-- The problem --
Below this line is the material. Write out only its lines from the one containing "body: indicate the round" through the one containing "body: indicate the zucchini", both kept, exactly.

*** Opening of Exercise material ***

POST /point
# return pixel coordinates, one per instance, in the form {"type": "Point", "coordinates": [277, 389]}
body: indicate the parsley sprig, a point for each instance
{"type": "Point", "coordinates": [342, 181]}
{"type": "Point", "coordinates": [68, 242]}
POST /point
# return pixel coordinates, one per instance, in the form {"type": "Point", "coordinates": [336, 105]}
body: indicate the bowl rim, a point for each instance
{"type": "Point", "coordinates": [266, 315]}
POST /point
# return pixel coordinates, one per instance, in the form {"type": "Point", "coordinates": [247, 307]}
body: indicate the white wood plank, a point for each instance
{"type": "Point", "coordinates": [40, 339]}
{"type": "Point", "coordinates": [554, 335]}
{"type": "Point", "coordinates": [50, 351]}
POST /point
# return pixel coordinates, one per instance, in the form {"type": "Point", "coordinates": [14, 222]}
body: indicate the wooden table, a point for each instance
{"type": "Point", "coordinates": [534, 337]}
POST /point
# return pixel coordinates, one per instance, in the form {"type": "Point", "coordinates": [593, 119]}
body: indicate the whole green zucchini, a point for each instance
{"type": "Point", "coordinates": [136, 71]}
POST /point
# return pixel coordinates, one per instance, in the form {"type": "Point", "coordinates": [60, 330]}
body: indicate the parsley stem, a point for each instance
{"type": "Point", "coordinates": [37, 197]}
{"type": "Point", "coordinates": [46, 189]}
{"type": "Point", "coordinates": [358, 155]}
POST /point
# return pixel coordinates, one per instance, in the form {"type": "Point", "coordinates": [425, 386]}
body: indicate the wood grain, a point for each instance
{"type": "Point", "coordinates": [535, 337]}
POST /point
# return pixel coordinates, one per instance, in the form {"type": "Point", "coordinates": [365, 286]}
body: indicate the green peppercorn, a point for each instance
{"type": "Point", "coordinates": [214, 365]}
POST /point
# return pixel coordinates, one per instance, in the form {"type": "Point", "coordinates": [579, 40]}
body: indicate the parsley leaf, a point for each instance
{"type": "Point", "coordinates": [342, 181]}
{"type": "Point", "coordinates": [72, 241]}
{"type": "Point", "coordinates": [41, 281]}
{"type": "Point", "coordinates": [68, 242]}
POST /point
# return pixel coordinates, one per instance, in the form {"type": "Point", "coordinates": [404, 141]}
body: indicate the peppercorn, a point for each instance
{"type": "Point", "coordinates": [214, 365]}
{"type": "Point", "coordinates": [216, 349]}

*** Close of Exercise material ***
*** Opening of Exercise material ***

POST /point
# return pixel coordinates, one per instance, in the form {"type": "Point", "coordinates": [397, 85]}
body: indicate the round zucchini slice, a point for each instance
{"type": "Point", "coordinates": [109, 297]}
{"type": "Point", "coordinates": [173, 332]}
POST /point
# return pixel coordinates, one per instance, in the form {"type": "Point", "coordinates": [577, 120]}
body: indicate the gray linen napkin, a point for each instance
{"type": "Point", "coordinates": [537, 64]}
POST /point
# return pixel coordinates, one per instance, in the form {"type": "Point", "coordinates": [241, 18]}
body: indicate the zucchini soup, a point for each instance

*** Close of Exercise material ***
*** Opening of Exercise material ***

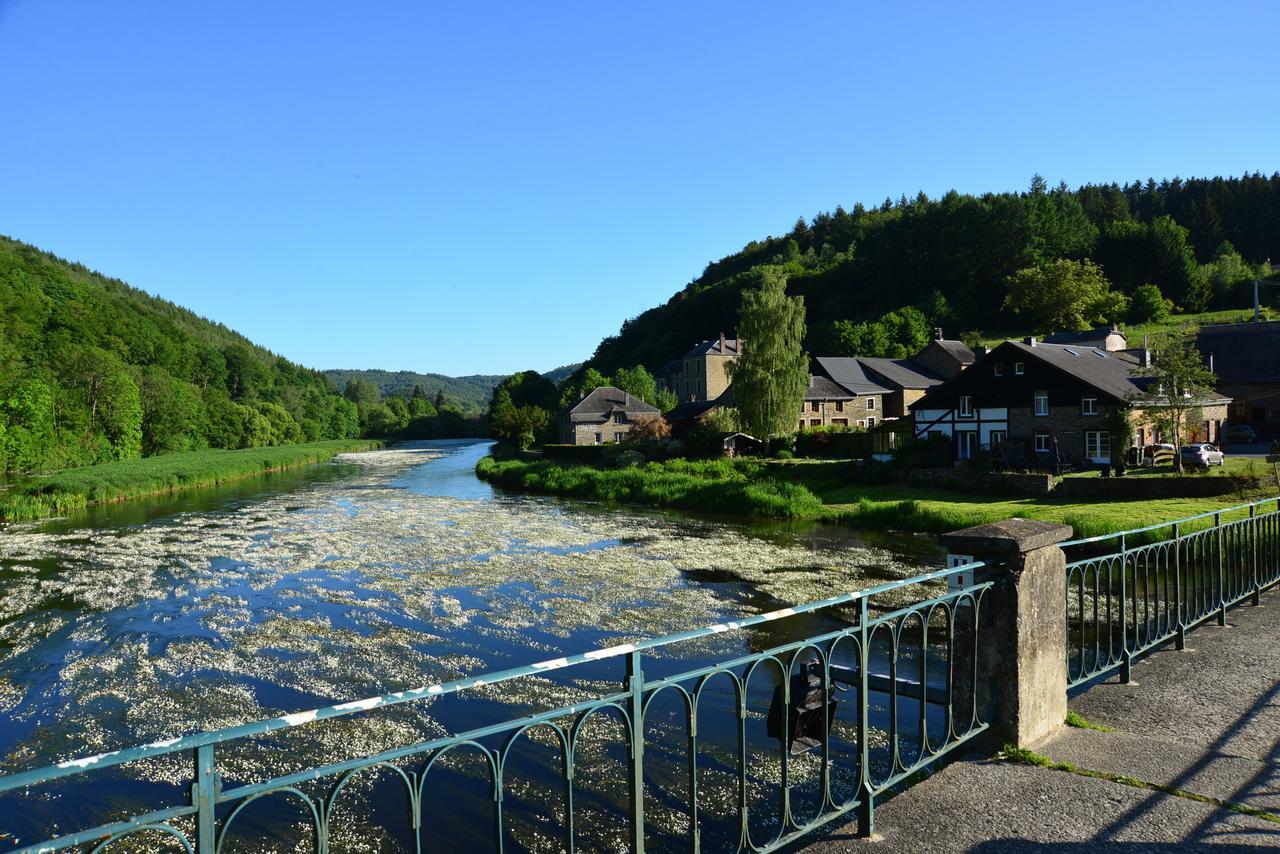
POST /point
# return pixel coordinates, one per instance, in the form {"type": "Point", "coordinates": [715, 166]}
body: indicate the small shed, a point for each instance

*** Close of Exercise material ***

-- Solution to the problem --
body: indicate the round zucchini slice, a point for each instance
{"type": "Point", "coordinates": [109, 297]}
{"type": "Point", "coordinates": [173, 332]}
POST /point
# return pixel coordinates, one per instance, in the form {"type": "Point", "coordinates": [577, 120]}
body: indicate the gray linen napkin, a point for each instance
{"type": "Point", "coordinates": [537, 64]}
POST /point
# return pixel coordinates, one per instance, in the form {"type": "Point", "coordinates": [241, 18]}
body: indicate the zucchini soup, a point for each instance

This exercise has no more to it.